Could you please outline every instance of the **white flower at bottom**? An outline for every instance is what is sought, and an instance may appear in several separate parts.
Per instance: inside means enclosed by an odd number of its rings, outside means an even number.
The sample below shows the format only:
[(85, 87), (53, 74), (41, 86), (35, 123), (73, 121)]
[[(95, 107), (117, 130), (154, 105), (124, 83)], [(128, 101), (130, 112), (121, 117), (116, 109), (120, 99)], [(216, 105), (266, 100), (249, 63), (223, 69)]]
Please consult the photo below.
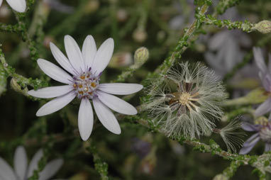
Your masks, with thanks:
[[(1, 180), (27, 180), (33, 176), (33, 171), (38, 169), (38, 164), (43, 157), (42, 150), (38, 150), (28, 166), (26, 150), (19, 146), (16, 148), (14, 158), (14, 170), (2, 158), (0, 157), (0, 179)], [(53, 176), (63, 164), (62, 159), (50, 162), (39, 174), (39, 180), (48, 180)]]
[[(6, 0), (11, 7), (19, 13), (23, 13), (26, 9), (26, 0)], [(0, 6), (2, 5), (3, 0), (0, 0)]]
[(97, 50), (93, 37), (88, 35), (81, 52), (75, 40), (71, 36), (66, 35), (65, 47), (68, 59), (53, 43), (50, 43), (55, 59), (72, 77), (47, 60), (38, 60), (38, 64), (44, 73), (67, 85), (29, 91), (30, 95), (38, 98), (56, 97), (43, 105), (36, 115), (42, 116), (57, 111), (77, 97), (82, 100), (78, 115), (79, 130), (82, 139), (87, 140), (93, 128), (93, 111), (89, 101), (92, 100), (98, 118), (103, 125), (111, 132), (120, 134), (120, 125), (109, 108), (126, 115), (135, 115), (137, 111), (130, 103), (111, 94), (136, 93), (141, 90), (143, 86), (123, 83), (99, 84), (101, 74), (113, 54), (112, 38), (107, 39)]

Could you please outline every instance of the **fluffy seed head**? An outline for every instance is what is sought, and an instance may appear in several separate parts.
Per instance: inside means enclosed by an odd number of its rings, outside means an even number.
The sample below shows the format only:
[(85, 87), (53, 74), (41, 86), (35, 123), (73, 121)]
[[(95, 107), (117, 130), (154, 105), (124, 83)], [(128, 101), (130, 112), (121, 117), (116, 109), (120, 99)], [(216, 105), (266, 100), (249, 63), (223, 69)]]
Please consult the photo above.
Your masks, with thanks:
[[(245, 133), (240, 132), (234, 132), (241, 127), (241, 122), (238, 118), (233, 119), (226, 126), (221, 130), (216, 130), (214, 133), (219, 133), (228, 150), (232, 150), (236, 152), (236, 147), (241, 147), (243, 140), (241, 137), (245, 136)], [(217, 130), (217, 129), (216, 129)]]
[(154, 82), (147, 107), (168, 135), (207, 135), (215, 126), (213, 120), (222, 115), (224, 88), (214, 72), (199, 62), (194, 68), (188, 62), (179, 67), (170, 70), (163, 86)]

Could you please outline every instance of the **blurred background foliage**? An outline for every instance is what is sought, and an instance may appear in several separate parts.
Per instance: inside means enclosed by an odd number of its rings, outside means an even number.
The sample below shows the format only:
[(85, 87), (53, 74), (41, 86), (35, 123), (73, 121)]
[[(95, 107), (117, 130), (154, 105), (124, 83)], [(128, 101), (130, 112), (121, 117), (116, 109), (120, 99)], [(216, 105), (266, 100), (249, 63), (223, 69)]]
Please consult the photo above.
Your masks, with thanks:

...

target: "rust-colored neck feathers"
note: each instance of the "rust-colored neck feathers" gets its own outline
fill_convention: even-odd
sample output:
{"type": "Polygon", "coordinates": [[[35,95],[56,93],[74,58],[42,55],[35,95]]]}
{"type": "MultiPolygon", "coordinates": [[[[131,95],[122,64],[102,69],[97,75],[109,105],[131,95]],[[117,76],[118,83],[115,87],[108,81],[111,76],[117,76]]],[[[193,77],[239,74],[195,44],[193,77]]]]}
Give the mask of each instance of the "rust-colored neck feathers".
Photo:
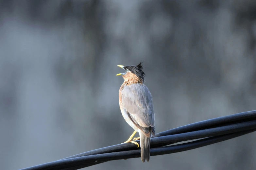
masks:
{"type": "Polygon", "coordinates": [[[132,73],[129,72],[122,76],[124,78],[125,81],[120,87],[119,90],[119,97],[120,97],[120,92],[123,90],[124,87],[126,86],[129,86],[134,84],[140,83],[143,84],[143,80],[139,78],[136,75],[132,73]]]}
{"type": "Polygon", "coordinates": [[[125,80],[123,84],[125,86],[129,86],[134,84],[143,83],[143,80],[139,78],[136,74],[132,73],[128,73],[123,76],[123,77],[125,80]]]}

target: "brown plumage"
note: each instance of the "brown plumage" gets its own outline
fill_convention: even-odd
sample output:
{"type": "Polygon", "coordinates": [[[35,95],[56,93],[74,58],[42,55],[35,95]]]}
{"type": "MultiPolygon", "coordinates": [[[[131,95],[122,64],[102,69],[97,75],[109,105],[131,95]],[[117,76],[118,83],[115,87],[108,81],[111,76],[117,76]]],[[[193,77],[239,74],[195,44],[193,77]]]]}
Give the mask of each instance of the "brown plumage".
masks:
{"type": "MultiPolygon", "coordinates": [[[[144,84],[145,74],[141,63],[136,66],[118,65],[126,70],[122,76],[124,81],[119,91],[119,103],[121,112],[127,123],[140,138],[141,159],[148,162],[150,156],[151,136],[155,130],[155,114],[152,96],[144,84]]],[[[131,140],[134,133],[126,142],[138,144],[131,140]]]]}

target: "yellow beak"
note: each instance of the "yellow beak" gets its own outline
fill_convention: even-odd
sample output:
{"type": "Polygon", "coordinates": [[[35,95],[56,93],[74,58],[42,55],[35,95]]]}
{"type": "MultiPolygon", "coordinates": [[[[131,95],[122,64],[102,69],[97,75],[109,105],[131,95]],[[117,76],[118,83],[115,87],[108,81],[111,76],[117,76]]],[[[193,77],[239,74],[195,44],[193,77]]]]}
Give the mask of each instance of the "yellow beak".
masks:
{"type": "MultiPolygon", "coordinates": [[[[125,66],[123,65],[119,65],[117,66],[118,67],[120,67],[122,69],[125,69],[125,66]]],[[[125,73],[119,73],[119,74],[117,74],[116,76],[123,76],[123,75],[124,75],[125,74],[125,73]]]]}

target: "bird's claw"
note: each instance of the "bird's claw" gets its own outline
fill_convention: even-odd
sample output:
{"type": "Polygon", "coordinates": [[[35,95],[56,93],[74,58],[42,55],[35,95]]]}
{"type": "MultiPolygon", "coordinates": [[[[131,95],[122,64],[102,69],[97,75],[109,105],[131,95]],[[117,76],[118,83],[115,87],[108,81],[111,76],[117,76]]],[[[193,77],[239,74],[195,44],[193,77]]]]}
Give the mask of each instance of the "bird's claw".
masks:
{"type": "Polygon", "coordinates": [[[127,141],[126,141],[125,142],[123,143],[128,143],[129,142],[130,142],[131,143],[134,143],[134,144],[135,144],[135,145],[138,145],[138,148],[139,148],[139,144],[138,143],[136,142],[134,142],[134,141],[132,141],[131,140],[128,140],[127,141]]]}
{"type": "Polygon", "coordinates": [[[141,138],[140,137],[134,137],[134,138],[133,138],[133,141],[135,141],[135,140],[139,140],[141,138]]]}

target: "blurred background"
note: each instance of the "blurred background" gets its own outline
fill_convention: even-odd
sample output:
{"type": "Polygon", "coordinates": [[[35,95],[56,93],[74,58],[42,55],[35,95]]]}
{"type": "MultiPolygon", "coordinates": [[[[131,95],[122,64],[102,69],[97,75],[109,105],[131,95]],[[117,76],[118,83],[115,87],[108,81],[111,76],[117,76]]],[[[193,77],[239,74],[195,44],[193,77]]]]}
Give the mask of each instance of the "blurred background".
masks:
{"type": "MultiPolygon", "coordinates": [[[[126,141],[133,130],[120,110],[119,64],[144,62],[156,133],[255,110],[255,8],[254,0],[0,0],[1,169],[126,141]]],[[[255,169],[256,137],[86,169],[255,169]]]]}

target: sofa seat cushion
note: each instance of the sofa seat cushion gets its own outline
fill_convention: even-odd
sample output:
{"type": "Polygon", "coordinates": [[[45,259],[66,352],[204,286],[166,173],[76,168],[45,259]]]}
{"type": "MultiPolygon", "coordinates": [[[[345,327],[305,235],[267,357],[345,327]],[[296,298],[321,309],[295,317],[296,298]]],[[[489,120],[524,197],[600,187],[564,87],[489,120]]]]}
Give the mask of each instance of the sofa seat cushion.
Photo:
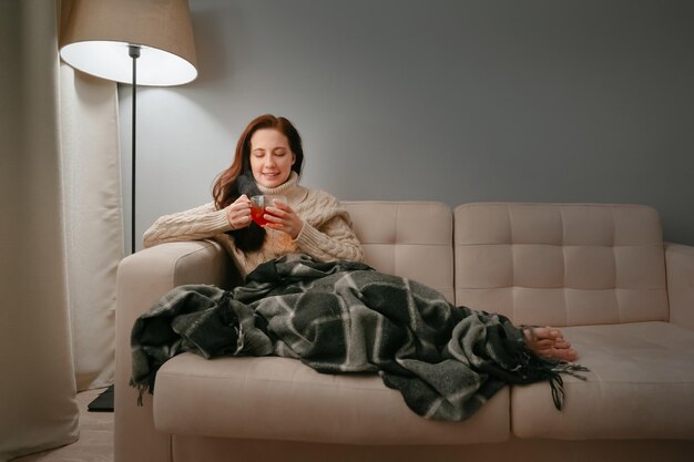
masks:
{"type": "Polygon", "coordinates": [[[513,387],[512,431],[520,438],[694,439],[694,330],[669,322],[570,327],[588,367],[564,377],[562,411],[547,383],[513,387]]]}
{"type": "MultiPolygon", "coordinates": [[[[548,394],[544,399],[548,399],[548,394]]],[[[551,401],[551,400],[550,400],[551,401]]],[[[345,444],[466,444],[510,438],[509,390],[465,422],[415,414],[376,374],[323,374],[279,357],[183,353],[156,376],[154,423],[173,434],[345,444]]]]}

INSTRUCTIONS FOR THE TASK: Return the stretch of data from the line containing "Could you please outline every instance of the **white" through the line containing "38), (107, 39)]", both included, reproducing every line verbatim but leaving the pictures out.

WRITTEN SOLUTION:
Could you please outline every instance of the **white flower at bottom**? An outline for every instance is what is sought, and an instance may appear in several separate parts.
Per instance: inside means enclosed by an odd number of its rings, outside means an even number.
The sample below shows the format only:
[(85, 87), (53, 74), (41, 86), (35, 123), (73, 121)]
[[(95, 107), (117, 130), (154, 105), (124, 83)], [(128, 101), (130, 112), (121, 117), (116, 109), (120, 99)], [(216, 105), (266, 100), (249, 63), (223, 69)]]
Please consult the photo below.
Your masks, with thanks:
[[(1, 180), (27, 180), (33, 176), (33, 171), (38, 169), (38, 164), (43, 157), (42, 150), (38, 150), (28, 166), (26, 150), (19, 146), (16, 148), (14, 158), (14, 170), (2, 158), (0, 157), (0, 179)], [(53, 176), (63, 164), (62, 159), (50, 162), (39, 174), (39, 180), (48, 180)]]
[[(6, 0), (11, 7), (19, 13), (23, 13), (26, 9), (26, 0)], [(0, 6), (2, 5), (3, 0), (0, 0)]]
[(97, 50), (93, 37), (88, 35), (81, 52), (75, 40), (71, 36), (66, 35), (65, 47), (68, 59), (53, 43), (50, 43), (55, 59), (72, 77), (47, 60), (38, 60), (38, 64), (44, 73), (67, 85), (29, 91), (30, 95), (38, 98), (56, 97), (43, 105), (36, 115), (42, 116), (57, 111), (77, 97), (82, 100), (78, 115), (79, 130), (82, 139), (87, 140), (93, 128), (93, 111), (89, 101), (92, 100), (98, 118), (103, 125), (111, 132), (120, 134), (120, 125), (109, 108), (126, 115), (135, 115), (137, 111), (130, 103), (111, 94), (136, 93), (141, 90), (143, 86), (123, 83), (99, 84), (101, 74), (113, 54), (112, 38), (107, 39)]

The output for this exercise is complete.